#### [Prompt]
Return each line of the records below that contains the string "shore", matching case exactly.

-- Supplied material start --

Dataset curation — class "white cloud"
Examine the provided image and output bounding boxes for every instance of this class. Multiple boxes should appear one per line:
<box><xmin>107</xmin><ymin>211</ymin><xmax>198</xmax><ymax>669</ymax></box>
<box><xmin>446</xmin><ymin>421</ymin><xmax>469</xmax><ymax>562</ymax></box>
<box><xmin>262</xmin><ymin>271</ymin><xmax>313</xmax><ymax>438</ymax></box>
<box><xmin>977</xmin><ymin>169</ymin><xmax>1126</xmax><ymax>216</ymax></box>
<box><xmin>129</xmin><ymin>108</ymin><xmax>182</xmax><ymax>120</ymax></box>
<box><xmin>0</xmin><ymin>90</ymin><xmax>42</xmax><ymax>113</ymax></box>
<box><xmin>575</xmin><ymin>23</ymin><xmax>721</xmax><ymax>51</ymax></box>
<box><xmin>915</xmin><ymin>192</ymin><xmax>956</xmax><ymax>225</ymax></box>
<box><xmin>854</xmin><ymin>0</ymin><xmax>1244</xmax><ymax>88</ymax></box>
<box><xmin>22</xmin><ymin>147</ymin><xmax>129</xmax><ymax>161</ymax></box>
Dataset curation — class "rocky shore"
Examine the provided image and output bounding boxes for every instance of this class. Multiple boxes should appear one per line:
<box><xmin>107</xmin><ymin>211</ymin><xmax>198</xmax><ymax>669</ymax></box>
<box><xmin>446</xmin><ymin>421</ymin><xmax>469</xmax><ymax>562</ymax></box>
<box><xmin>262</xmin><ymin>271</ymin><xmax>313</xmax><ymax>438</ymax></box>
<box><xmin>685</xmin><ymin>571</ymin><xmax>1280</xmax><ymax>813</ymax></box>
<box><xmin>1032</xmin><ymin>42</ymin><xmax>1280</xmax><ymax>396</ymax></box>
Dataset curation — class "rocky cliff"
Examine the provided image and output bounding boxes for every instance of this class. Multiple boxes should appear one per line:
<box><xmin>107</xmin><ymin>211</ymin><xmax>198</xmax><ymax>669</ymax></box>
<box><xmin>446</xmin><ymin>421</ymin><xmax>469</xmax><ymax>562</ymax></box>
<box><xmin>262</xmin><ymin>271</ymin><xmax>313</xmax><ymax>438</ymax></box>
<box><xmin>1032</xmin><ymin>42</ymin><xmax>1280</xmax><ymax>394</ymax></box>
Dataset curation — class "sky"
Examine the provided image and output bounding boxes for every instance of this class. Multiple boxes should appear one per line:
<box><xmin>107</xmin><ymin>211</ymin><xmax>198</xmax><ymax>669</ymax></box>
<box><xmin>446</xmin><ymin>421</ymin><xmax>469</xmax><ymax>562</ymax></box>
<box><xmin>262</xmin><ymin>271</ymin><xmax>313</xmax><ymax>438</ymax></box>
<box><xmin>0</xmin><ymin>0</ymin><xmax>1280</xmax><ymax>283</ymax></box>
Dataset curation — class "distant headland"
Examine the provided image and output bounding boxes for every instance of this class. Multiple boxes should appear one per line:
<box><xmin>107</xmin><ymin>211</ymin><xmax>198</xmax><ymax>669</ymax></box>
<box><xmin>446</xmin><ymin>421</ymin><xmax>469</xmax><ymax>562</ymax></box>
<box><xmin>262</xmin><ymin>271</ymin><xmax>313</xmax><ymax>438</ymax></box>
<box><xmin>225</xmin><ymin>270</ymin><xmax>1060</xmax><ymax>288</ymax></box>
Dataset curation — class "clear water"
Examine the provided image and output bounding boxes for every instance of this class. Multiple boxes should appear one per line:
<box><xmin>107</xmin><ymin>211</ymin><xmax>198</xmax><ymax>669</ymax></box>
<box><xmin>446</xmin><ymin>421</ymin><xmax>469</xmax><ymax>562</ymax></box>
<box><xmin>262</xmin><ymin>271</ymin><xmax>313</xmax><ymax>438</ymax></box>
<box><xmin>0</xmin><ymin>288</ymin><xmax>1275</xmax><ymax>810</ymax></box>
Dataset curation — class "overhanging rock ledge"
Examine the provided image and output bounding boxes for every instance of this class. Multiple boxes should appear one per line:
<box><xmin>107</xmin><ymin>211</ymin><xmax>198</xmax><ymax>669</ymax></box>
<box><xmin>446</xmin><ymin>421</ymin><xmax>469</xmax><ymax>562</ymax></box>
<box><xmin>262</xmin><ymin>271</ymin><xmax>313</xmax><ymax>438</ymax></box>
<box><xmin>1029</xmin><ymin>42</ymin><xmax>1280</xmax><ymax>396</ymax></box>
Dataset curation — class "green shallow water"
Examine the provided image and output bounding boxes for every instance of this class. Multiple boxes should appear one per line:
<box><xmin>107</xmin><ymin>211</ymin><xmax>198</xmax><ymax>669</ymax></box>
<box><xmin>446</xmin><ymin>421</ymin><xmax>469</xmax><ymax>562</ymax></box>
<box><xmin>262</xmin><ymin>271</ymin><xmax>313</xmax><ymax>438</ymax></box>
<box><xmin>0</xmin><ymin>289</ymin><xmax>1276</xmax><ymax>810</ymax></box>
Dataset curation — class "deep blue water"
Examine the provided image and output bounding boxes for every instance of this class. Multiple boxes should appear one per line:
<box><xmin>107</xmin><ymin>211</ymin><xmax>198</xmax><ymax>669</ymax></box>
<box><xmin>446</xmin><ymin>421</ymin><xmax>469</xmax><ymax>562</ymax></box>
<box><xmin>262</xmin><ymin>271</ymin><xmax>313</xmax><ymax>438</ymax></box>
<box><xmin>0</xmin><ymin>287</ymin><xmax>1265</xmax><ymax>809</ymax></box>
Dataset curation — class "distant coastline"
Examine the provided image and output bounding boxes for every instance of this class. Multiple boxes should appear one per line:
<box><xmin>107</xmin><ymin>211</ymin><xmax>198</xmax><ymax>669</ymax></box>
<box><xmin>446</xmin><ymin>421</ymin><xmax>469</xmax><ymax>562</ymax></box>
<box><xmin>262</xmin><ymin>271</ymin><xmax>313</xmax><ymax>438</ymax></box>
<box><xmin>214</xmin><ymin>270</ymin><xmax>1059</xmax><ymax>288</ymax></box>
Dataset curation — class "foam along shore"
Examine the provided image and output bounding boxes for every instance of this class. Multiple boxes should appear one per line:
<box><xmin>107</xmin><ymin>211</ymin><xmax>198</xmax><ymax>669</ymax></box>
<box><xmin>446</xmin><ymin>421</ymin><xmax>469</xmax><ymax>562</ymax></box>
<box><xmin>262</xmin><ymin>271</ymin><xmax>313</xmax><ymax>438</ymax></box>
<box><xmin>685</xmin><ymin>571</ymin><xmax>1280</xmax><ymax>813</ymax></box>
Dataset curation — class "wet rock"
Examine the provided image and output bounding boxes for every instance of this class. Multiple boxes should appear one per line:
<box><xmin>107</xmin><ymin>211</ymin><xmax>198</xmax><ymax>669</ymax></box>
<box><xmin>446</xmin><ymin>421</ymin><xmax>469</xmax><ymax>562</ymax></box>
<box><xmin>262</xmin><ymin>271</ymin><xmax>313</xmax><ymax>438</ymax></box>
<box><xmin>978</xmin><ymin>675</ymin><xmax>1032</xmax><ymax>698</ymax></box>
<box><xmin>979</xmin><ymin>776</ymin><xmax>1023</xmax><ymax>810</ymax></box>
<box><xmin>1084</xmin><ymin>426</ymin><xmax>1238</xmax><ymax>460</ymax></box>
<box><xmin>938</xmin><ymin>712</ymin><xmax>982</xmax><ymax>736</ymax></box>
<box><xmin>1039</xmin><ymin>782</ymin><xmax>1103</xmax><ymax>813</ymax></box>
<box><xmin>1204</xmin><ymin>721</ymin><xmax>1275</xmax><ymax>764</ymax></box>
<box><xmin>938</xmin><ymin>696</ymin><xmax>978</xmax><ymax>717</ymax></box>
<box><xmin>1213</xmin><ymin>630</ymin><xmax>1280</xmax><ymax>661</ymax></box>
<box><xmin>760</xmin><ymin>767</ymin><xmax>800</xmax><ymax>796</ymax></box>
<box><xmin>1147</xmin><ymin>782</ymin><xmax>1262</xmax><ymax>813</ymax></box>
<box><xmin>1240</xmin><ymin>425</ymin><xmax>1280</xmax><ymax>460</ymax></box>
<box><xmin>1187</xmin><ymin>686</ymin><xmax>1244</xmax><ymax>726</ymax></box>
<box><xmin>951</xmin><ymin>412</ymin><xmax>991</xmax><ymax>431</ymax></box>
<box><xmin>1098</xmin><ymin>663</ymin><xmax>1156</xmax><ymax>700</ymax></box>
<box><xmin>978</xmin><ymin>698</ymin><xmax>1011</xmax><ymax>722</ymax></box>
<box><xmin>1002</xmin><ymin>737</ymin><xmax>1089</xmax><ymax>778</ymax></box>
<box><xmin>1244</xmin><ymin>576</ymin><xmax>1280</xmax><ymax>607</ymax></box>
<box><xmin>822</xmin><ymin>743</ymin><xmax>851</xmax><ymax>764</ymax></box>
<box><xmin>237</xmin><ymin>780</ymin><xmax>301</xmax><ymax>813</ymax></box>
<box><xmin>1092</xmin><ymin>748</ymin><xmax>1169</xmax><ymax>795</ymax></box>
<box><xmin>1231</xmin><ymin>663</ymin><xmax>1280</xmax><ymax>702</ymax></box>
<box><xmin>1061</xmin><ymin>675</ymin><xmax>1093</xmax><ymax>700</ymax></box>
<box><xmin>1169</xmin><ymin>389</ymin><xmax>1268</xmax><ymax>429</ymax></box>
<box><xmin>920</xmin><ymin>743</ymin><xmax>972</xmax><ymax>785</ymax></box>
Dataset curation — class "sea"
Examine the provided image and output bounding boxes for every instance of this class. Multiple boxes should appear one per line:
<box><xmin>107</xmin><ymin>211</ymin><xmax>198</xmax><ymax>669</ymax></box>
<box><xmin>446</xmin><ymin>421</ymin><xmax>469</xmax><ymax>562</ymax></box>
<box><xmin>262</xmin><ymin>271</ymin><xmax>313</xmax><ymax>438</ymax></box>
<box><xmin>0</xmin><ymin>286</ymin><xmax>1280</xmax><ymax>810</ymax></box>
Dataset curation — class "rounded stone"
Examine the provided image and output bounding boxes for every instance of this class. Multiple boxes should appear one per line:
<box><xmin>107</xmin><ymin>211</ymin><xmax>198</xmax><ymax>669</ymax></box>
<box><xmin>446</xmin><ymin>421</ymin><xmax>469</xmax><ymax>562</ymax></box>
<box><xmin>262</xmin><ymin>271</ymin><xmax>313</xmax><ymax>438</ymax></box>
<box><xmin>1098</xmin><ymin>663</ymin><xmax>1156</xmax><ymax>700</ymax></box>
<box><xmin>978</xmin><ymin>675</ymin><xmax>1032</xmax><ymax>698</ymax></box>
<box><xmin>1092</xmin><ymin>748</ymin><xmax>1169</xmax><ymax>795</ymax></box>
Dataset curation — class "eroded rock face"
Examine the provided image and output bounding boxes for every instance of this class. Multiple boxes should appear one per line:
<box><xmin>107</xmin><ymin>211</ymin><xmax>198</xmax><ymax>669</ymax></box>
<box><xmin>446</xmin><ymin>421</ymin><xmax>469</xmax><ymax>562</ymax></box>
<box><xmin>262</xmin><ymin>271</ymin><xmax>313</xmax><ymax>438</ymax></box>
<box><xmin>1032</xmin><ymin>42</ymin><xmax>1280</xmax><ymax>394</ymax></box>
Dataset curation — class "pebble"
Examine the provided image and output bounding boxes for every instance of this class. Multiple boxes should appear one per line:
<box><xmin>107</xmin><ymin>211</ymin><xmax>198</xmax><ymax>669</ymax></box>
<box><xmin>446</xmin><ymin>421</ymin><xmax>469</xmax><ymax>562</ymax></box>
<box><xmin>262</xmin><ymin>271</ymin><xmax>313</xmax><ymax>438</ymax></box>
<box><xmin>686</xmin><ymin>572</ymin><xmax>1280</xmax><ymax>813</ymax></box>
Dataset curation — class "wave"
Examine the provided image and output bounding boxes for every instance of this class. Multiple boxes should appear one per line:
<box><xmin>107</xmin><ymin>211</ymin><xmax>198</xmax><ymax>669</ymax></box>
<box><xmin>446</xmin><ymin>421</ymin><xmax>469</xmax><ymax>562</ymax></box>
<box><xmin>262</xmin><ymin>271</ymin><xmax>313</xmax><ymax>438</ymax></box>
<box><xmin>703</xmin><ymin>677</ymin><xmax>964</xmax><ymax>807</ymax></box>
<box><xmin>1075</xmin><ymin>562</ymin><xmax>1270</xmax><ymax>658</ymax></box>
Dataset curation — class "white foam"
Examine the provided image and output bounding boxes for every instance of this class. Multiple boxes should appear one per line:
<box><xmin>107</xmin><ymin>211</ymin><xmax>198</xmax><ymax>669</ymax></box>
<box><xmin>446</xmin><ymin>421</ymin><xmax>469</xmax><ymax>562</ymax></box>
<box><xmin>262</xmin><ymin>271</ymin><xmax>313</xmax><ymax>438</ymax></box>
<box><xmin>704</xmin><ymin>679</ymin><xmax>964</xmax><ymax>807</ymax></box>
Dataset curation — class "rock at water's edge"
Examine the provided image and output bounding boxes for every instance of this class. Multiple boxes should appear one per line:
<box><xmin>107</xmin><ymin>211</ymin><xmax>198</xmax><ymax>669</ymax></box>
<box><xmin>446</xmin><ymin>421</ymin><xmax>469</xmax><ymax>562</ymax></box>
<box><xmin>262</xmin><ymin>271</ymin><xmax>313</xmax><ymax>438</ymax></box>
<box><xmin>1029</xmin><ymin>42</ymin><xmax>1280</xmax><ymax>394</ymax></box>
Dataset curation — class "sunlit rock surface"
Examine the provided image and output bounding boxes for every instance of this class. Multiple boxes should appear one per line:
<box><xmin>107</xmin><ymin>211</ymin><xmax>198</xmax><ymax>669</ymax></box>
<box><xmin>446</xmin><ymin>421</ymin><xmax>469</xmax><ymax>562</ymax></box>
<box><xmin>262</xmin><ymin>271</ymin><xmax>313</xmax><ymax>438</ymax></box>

-- Supplied material end --

#### [Answer for the task]
Dataset curation — class "rocky shore"
Dataset curation — class "foam along shore"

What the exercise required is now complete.